Problem 1
Answer these questions from the puris and bhaji recipe:
(a) What are the main ingredients for bhaji?
(b) How much salt goes into the puris?
(c) Into how many balls is the dough divided?
Problem 2
Rewrite the part of the puris and bhaji recipe starting at "Put the wheat" and ending at "for 15-20 minutes.", changing "damp paper towel" to "damp cloth".

Passage to read
--------------------------------

Today, I am sharing a recipe for puris and bhaji. Puris are whole-wheat deep-fried bread, and bhaji is a potato side dish that often accompanies puris. Puris and bhaji can be served as a meal by itself or individually as side dishes. The main ingredients for bhaji are potatoes and onions. I’ve spiced my bhaji recipe with a twist on the train platform offering. Hope you like my version!

For the Puris
2 cups wheat flour (Indian wheat flour or Pillsbury Chakki atta)
2 teaspoons oil
1½ teaspoons salt
¾ cup plus 1 tablespoon of warm water (approximately)

Put the wheat flour in a large mixing bowl, and make a well in the center of it. Add two teaspoons of oil. Mix the flour, and oil well. Add salt to the warm water, and add it to the flour. Knead to make a stiff dough. Divide the dough into 20 equal sized balls. Cover with a damp paper towel, and let it rest for 15-20 minutes.

Heat oil for deep frying in a heavy bottomed wok.

--------------------------------

(Stored dataset items)
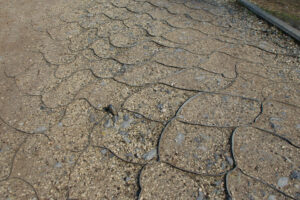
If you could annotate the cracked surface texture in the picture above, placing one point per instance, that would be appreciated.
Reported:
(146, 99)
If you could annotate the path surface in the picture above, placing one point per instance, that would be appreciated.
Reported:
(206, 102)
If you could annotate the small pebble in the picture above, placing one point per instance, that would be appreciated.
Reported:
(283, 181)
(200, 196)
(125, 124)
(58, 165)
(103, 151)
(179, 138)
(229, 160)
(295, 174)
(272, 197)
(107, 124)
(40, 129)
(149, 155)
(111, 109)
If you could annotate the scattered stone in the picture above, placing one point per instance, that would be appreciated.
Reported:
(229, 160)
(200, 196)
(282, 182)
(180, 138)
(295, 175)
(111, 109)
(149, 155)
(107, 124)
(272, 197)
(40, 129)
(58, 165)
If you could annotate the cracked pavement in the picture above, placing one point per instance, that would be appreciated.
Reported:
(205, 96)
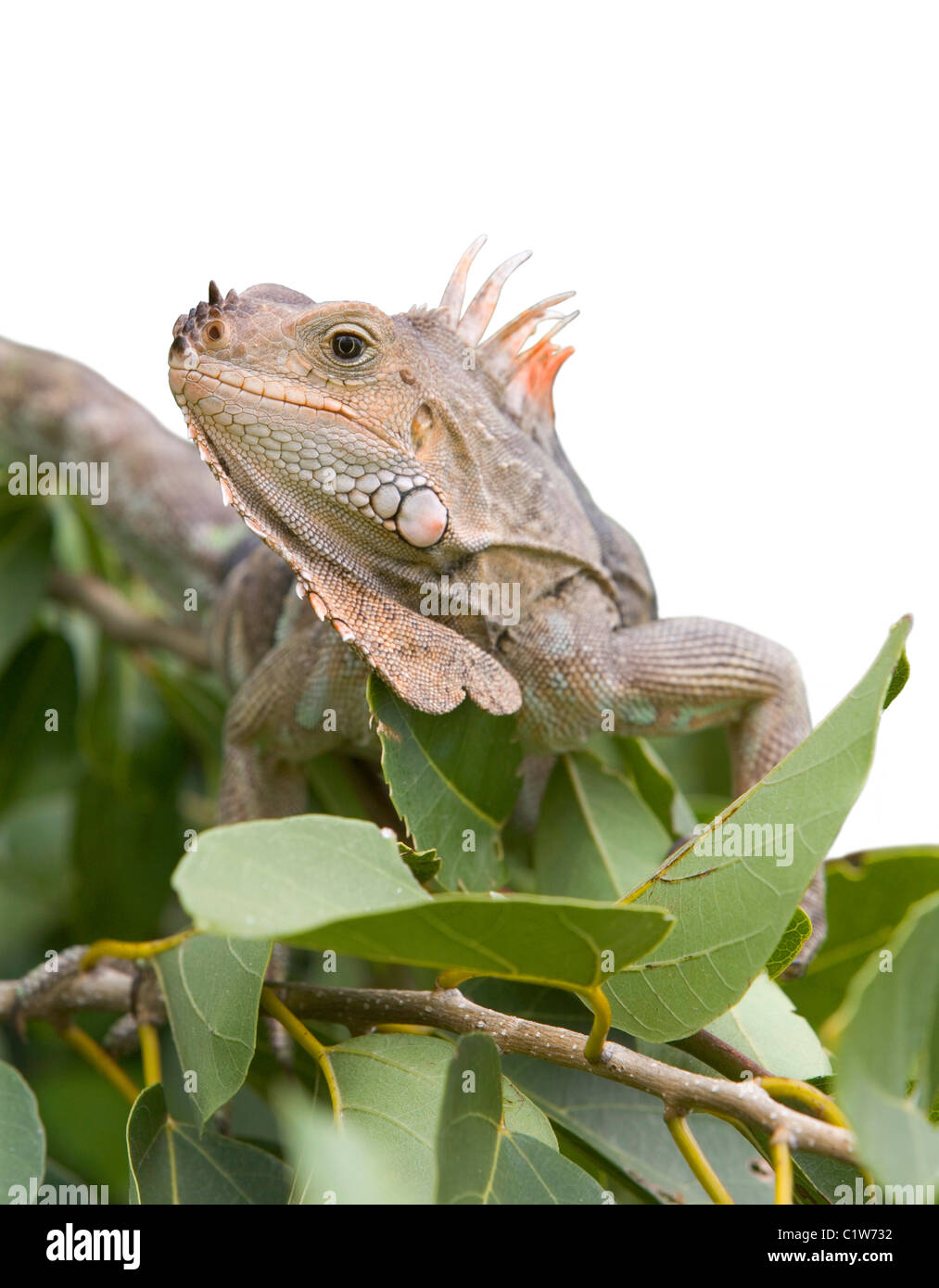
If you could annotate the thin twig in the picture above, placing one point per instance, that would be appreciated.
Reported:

--------------------------------

Problem solution 1
(a) Potatoes and onions.
(b) 1½ teaspoons.
(c) 20 equal-sized balls.

Problem solution 2
Put the wheat flour in a large mixing bowl, and make a well in the center of it. Add two teaspoons of oil. Mix the flour, and oil well. Add salt to the warm water, and add it to the flour. Knead to make a stiff dough. Divide the dough into 20 equal sized balls. Cover with a damp cloth, and let it rest for 15-20 minutes.